▶ _SHORT PROBLEM A_
Reproduce the stretch of the records from their beginning through the line containing "pixel 1042 335", both ends included, and omit the pictures.

** begin SELECTED TEXT **

Land subsidence, marked by a decline in surface elevation, poses a significant threat to urban infrastructure and safety. Accurate subsidence information and a reliable prediction model are crucial for prevention and control. In this study, we used persistent scatterer interferometric synthetic aperture radar (PS-InSAR) technology to obtain long-term land subsidence data and analyzed subsidence characteristics in Decheng District. By integrating hydrogeological and groundwater data, we developed a three-dimensional groundwater flow and one-dimensional compaction model through numerical simulation. Furthermore, the subsidence data monitored by PS-InSAR were used to further constrain and validate the model. The evolution trend of land subsidence under different groundwater exploitation scenarios was predicted and analyzed. The results showed that from May 2017 to December 2021, the cumulative maximum subsidence in Decheng District reached −173 mm. The subsidence area is mainly concentrated in the northern area, and its subsidence center is near Qiaoyuan Town. According to the Land Subsidence Prevention and Control Plan of Dezhou City, Shandong Province (2018–2025), we set up different groundwater mining scenarios with the goal that the rate of land subsidence in the key prevention and control area is less than 35 mm/yr in 2025.The Fluid-solid coupled model prediction analysis results indicated that a 30% reduction in groundwater exploitation is reasonable.

** end SELECTED TEXT **

▶ _SHORT PROBLEM B_
In the land subsidence abstract, what reduction in groundwater exploitation did the prediction analysis find reasonable?

** begin DATA ENTRIES **

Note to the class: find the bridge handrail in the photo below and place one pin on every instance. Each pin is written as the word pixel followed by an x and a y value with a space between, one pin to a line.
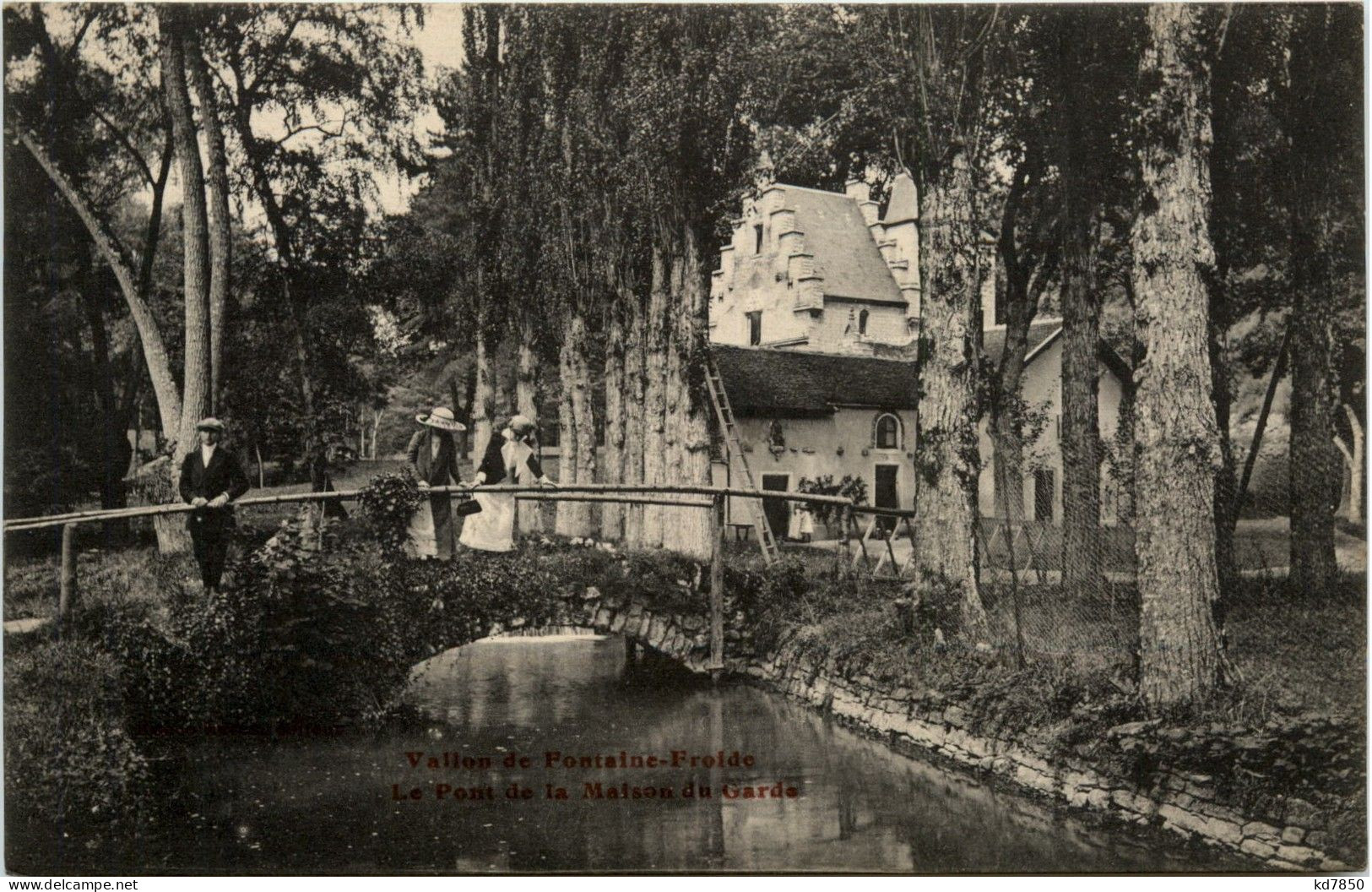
pixel 544 493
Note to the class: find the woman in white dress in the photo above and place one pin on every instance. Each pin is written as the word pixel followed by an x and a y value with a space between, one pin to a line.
pixel 509 459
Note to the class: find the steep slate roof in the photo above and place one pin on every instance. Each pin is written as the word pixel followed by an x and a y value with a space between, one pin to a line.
pixel 790 382
pixel 1040 332
pixel 844 250
pixel 1042 335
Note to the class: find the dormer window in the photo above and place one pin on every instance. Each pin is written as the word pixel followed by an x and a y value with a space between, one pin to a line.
pixel 887 431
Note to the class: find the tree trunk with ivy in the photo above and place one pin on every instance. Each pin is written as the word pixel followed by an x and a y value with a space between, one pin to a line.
pixel 654 351
pixel 632 461
pixel 1082 547
pixel 195 397
pixel 612 514
pixel 1178 443
pixel 526 401
pixel 948 459
pixel 585 412
pixel 691 527
pixel 1315 121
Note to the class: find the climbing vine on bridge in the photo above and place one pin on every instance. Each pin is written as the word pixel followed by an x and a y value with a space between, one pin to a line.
pixel 388 503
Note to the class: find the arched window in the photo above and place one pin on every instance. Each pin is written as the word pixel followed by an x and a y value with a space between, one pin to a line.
pixel 887 431
pixel 775 438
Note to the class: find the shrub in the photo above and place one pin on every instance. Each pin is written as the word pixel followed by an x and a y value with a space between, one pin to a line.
pixel 298 639
pixel 68 760
pixel 388 503
pixel 849 487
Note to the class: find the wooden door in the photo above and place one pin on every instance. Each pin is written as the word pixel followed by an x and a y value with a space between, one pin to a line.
pixel 777 509
pixel 885 494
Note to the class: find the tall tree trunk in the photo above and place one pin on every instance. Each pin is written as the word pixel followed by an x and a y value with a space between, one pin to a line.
pixel 482 422
pixel 612 514
pixel 691 526
pixel 674 390
pixel 1020 285
pixel 217 182
pixel 1356 457
pixel 526 402
pixel 1228 147
pixel 634 417
pixel 114 437
pixel 135 296
pixel 567 520
pixel 1082 558
pixel 1178 443
pixel 1315 176
pixel 947 497
pixel 583 411
pixel 656 351
pixel 195 380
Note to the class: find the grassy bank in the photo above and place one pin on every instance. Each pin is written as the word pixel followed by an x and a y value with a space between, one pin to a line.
pixel 311 639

** end DATA ENTRIES **

▶ _EXPECTED OUTPUT A_
Note to the class: find the bridge handrail in the photo below and place one pin on every instance. Each pin is written as the word pixel followed by an x and a y value with a space between, one pin to a line.
pixel 544 493
Note to the class: find the woman in white dress in the photo above and place one pin on every instance. Each pin is written as the word pixel followed by an x and a y value with a space between, one pin to a line.
pixel 509 459
Note to the class: find the steep slate roof in the photo above and place one pin on every instance. Each pin is written as the word pixel followed by an x and a y value with a space between, one pin to a line.
pixel 790 382
pixel 1040 332
pixel 844 250
pixel 1042 335

▶ _EXPECTED OUTPUT B_
A 30% reduction in groundwater exploitation.